====== Input records
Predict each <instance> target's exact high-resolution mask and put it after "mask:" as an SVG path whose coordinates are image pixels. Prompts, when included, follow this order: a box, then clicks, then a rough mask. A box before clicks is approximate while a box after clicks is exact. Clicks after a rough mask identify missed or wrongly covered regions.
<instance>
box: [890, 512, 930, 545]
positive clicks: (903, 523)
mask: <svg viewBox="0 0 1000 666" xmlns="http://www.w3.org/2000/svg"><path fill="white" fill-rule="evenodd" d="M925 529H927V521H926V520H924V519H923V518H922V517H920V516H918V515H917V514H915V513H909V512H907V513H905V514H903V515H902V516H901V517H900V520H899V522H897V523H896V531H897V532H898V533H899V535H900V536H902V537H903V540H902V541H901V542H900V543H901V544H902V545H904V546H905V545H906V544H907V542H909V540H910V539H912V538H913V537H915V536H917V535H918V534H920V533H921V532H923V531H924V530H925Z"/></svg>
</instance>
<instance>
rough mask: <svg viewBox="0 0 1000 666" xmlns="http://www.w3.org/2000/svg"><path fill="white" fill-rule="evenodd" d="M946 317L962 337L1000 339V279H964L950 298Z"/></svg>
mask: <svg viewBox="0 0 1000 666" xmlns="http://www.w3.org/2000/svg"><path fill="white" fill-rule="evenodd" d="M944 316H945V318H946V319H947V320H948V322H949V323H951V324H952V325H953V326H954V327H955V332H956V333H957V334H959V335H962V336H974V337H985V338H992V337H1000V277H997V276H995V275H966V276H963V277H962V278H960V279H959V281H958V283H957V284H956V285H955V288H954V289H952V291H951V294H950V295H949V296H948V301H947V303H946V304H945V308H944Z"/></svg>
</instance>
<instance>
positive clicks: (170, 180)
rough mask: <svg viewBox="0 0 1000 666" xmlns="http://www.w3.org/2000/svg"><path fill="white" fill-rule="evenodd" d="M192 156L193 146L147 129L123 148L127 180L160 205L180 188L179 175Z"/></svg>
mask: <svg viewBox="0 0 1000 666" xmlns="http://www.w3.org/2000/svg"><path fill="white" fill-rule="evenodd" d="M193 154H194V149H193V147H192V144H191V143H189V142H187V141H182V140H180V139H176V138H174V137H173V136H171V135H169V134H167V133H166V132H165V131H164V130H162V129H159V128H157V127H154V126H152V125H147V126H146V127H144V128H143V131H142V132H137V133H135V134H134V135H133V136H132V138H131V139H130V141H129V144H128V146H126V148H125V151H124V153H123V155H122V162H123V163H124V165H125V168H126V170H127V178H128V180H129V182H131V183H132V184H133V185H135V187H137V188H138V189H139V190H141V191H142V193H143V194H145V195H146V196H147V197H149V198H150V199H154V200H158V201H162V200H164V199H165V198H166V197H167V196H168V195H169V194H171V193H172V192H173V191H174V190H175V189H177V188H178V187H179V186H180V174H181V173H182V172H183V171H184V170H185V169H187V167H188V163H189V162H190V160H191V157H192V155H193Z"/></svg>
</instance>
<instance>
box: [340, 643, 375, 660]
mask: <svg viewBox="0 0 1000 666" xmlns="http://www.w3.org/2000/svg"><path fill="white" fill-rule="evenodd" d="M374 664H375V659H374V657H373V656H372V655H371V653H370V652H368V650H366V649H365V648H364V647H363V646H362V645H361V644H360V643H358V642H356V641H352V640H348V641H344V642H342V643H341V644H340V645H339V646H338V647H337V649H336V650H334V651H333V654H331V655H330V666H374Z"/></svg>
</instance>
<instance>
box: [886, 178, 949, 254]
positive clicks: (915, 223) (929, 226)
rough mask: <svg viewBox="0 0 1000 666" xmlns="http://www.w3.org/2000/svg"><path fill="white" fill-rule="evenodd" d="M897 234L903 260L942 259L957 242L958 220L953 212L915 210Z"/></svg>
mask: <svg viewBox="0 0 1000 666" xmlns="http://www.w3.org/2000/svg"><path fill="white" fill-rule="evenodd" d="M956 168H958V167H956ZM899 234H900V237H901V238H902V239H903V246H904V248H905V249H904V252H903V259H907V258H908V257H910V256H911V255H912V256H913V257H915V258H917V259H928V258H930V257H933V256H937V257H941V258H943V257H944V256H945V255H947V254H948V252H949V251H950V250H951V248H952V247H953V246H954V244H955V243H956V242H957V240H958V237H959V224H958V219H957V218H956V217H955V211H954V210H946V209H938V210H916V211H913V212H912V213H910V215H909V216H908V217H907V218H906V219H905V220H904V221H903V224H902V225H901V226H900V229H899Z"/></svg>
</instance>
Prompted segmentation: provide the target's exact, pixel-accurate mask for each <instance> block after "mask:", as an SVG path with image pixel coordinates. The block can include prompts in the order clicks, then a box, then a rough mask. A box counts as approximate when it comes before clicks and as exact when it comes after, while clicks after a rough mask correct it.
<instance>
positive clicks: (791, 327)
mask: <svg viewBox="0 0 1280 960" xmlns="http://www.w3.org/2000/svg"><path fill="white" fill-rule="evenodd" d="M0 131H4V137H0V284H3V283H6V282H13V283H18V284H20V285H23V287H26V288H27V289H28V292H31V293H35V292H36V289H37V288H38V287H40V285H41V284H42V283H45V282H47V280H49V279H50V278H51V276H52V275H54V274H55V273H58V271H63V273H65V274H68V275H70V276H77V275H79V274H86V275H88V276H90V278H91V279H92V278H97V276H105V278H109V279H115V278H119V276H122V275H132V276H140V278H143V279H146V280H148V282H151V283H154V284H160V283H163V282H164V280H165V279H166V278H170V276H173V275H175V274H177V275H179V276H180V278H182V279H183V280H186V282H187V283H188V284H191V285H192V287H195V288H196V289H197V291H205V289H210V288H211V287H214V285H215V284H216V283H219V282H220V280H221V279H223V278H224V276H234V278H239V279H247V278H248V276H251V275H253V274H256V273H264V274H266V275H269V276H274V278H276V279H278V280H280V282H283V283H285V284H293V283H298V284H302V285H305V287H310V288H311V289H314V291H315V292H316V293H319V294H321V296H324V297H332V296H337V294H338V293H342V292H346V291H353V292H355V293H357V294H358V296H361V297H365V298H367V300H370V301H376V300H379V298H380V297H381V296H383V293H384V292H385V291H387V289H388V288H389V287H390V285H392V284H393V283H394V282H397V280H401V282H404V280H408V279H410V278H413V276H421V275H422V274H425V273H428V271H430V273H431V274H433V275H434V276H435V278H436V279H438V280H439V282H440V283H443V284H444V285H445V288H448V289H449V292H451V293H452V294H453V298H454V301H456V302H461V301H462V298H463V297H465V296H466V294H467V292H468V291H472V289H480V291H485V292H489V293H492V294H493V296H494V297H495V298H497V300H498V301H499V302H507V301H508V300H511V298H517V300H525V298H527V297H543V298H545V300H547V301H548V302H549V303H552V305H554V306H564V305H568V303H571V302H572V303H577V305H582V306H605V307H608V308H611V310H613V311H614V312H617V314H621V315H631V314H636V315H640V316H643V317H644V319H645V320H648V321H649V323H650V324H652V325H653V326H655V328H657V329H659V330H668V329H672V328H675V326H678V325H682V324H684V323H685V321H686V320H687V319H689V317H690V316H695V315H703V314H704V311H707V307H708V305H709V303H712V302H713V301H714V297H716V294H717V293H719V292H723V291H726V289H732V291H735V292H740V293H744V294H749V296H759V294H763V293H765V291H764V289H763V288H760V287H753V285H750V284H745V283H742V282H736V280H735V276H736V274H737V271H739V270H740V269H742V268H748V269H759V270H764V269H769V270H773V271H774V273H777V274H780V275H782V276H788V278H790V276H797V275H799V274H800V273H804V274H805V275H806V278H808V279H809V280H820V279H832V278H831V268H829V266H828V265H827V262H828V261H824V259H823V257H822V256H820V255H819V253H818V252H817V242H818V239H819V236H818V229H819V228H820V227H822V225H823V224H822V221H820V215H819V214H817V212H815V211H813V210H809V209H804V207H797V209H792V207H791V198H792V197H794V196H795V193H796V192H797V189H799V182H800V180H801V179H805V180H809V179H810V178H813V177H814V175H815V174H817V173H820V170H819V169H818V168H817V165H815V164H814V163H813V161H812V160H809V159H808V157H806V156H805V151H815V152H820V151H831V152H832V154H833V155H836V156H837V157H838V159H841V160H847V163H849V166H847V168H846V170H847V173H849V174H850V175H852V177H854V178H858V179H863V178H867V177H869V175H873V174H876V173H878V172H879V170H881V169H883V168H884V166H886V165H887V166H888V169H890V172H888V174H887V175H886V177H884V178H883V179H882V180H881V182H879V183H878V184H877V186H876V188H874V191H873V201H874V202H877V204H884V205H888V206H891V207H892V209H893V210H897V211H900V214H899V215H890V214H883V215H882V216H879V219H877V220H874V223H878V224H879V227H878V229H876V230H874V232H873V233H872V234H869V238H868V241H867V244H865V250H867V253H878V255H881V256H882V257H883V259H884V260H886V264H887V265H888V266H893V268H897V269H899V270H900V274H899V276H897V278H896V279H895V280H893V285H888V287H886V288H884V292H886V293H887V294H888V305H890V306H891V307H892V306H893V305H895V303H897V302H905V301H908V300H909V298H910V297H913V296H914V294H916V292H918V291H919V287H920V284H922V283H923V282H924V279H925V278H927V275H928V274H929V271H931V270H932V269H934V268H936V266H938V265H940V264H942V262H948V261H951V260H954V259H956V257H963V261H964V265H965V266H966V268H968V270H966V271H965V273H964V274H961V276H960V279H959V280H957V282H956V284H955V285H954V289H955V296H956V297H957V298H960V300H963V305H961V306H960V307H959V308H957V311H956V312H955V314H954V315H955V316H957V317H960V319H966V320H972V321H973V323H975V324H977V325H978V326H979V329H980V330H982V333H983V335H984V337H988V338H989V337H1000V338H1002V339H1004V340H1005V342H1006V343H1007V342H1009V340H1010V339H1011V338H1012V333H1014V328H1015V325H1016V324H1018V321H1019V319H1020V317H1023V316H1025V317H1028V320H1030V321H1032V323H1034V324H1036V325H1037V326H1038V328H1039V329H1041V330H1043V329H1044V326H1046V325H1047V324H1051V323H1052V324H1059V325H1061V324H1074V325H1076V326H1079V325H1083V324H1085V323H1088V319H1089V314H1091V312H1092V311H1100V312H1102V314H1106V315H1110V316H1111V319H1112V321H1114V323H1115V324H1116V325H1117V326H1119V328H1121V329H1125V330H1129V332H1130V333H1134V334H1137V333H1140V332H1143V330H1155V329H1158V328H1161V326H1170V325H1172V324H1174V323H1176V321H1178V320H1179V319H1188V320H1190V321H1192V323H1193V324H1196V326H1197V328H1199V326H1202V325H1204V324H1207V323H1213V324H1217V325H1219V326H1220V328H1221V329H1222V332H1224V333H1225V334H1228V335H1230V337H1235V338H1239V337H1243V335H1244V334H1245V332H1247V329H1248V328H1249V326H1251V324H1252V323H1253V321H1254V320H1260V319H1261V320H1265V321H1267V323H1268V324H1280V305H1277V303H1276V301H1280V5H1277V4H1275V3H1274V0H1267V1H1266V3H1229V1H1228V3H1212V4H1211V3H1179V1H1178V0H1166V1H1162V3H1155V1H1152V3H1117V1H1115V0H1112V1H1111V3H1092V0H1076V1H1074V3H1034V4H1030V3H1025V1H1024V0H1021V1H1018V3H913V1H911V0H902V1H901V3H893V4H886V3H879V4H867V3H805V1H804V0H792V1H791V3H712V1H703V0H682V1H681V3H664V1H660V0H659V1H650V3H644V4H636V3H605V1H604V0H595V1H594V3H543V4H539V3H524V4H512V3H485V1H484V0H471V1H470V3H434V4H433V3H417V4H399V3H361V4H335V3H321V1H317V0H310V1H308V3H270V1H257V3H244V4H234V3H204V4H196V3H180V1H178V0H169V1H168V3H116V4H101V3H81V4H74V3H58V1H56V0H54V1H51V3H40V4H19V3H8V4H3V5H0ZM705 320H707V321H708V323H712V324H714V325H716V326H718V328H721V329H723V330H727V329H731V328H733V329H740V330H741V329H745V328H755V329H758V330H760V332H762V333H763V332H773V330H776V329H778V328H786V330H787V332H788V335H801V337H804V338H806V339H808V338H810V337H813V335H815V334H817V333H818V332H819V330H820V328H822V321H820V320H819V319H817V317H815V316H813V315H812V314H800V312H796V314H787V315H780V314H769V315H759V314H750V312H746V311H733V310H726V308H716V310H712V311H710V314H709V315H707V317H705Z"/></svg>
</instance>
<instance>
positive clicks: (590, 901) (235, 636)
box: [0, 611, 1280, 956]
============
● **Activity**
What you should output is every line of the records above, from the first through the line containing "box: [890, 512, 930, 545]", unchanged.

● **Answer**
Predict each <instance> target's exact high-resolution mask and put it after "mask:" as an SVG path whose coordinates are image pixels. Prompts, when included, follow this order: a box, then clicks, then a rough mask. A box before clicks is approximate while a box after clicks is exact. Clicks after a rough mask identify missed or wrongly covered regions.
<instance>
box: [890, 512, 930, 545]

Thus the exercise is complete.